### [Your instructions]
Please copy the records below word for word, from the line that contains "Accessibility mode: return the bounding box of the tiled" through the line that contains "[807,443,835,476]", both lines included.

### [Data provided]

>>

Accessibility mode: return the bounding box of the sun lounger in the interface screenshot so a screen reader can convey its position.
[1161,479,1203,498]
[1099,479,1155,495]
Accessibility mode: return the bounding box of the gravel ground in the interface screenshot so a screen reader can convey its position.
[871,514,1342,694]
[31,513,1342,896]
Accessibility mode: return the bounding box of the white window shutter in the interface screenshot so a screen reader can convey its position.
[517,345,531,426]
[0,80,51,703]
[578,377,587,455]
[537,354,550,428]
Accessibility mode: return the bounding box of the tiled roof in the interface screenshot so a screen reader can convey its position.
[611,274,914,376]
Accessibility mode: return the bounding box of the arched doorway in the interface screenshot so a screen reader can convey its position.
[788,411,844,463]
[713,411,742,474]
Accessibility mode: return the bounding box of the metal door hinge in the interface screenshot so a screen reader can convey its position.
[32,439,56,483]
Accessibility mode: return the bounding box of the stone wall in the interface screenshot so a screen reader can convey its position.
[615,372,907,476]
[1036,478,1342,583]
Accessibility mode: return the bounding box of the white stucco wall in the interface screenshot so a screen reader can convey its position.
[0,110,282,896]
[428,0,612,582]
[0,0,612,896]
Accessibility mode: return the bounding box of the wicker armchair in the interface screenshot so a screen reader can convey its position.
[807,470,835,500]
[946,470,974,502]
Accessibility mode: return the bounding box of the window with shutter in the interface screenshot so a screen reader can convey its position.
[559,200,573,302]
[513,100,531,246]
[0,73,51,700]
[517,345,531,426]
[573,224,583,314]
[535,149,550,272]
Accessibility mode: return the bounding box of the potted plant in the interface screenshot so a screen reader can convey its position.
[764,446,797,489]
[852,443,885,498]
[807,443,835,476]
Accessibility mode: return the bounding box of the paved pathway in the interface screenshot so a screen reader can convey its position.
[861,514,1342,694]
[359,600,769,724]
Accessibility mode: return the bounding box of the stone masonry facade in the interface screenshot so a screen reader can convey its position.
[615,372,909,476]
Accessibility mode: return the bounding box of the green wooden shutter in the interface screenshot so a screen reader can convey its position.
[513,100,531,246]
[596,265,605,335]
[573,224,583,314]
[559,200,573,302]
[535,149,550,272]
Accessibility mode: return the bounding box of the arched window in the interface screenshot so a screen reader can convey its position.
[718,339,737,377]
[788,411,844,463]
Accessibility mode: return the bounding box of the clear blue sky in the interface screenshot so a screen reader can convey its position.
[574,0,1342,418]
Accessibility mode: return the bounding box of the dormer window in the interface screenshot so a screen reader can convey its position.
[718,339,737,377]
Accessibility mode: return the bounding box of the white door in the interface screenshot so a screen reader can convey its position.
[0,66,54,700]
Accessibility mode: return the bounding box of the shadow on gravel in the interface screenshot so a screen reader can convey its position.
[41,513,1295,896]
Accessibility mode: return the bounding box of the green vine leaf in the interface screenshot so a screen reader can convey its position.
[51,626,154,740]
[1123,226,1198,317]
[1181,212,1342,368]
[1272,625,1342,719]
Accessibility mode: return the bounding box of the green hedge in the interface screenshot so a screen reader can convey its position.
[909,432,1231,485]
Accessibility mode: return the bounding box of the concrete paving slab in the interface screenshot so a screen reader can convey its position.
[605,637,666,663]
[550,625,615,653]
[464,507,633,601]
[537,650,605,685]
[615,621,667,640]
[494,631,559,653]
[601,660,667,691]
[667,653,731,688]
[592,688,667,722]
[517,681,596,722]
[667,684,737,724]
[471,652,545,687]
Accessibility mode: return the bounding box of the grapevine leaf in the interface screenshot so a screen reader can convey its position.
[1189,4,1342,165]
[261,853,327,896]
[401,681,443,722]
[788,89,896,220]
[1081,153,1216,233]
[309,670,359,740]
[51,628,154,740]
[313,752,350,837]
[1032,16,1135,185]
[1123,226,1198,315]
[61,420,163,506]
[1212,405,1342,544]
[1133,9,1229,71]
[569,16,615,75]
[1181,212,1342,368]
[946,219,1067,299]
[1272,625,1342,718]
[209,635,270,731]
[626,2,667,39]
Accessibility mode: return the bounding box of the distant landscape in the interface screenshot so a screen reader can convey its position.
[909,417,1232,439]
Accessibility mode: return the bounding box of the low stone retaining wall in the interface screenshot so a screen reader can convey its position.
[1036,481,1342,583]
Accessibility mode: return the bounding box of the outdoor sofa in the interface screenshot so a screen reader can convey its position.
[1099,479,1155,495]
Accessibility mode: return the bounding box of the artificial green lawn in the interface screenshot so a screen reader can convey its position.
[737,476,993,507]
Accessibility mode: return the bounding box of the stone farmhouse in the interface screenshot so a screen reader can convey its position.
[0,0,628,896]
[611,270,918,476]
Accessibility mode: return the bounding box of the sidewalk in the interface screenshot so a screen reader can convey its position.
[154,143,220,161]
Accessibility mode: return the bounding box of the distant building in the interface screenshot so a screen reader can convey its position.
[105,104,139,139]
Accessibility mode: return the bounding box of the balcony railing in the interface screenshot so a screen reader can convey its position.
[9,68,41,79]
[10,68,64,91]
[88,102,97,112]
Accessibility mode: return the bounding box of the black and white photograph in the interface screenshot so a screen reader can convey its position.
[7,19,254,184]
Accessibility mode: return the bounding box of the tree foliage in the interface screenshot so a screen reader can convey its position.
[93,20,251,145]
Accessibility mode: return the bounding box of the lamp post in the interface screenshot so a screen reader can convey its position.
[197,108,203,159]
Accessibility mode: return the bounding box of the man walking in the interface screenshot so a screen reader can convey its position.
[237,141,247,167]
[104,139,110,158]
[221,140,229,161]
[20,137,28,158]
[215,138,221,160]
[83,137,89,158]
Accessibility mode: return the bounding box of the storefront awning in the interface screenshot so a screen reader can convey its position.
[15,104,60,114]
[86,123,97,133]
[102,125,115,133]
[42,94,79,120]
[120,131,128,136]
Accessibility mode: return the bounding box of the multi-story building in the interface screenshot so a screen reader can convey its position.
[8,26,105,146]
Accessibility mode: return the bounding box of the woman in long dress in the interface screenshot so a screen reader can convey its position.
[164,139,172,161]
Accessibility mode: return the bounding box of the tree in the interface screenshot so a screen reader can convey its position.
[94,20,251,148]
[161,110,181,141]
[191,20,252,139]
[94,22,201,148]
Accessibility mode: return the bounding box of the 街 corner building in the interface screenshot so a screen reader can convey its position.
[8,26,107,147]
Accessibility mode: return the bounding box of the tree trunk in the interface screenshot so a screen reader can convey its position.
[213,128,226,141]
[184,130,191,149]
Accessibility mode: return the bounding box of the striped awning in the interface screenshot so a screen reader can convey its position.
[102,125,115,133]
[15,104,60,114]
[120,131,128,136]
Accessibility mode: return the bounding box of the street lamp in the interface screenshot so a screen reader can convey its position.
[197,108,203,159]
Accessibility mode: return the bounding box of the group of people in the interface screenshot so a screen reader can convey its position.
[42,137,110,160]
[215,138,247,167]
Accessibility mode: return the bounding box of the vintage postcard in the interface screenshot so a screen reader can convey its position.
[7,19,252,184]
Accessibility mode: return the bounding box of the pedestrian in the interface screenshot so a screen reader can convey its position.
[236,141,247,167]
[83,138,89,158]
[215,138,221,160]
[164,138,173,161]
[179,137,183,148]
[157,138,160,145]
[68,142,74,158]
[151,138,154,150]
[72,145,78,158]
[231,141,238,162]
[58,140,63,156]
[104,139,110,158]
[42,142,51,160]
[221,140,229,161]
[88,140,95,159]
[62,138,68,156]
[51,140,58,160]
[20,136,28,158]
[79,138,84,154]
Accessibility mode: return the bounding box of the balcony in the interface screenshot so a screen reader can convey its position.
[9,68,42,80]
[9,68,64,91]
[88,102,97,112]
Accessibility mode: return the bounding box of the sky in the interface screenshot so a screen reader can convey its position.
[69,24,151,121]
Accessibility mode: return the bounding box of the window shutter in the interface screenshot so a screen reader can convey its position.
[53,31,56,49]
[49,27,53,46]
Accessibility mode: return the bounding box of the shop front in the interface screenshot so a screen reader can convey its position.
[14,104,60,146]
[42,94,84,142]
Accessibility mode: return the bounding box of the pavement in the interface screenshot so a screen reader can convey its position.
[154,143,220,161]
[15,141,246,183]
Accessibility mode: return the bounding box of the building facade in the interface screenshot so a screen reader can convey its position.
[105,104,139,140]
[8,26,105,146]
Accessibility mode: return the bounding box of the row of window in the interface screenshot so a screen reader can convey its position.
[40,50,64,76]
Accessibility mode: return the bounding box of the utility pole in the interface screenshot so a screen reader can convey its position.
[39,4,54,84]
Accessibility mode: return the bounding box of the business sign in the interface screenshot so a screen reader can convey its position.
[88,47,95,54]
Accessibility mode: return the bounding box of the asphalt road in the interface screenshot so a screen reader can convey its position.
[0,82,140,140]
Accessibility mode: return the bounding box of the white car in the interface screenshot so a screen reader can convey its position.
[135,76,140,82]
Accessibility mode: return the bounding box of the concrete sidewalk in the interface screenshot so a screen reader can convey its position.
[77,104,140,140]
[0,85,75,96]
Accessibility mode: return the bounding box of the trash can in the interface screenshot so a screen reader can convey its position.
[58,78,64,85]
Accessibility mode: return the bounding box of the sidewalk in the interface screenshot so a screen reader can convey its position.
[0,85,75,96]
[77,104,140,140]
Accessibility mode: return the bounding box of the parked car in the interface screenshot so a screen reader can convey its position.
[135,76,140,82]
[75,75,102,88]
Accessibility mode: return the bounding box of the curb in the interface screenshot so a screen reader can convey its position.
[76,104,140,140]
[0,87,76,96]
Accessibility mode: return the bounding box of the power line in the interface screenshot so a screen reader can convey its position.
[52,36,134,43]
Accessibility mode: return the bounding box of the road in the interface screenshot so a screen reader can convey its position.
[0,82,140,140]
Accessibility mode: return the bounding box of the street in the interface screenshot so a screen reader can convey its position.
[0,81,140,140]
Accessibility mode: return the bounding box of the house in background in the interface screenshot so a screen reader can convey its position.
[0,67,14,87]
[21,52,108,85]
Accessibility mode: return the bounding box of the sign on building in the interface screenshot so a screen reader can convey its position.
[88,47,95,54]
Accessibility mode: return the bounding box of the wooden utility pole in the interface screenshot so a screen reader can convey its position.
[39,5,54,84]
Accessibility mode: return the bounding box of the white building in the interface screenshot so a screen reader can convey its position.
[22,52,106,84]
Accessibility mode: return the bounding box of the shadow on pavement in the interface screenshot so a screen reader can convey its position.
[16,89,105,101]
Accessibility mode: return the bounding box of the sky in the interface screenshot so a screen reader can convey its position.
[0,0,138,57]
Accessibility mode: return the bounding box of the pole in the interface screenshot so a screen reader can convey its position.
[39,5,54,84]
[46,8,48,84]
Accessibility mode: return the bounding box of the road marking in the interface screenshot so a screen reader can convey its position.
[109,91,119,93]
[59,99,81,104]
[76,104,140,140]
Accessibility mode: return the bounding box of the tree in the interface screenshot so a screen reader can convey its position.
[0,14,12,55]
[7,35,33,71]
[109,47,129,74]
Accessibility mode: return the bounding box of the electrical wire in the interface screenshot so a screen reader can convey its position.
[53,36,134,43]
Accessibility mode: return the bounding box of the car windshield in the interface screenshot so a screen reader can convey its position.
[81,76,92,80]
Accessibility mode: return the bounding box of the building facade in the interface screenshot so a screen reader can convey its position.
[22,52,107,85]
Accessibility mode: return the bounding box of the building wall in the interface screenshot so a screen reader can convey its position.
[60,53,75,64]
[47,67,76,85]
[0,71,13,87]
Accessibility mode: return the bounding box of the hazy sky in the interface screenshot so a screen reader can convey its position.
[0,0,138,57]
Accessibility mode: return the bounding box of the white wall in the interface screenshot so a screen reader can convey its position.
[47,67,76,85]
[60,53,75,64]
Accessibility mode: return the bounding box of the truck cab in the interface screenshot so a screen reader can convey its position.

<<

### [Full output]
Accessibility mode: return the bounding box of the tiled roof in the interface screenshot so a screen reader can convey its position.
[611,274,914,376]
Accessibility mode: return the bounding box of the arched doorway in the interface screenshot so a screen reader can convey its position.
[788,411,844,463]
[713,411,742,474]
Accessibility mode: return the bounding box of the metal door hinge in the interface screenshot so a screen reader can convey its position.
[32,439,56,483]
Accessibility mode: return the bounding box of the stone wall in the interface screenshot so a screen reader can convey its position.
[615,372,907,476]
[1036,478,1342,583]
Accessibility mode: return the bounding box of the white stucco wall in the interface screenshot so a screen reader can convey its position.
[0,110,282,896]
[428,0,612,582]
[0,0,612,896]
Accessibility mode: return the bounding box of the wicker armchair in the interface screenshot so a screen reader can convey its position.
[807,470,835,500]
[946,470,974,502]
Accessibility mode: return the bounding box of the window with shutter in the interface screenshot so a screen reader can convey its position.
[559,200,573,302]
[513,100,531,246]
[0,73,51,700]
[517,345,531,426]
[573,224,583,314]
[535,149,550,272]
Accessibility mode: return the bounding box of the potted plant in the interface screenshot so a screen reader can convey its position.
[764,446,797,489]
[852,443,885,498]
[807,443,835,476]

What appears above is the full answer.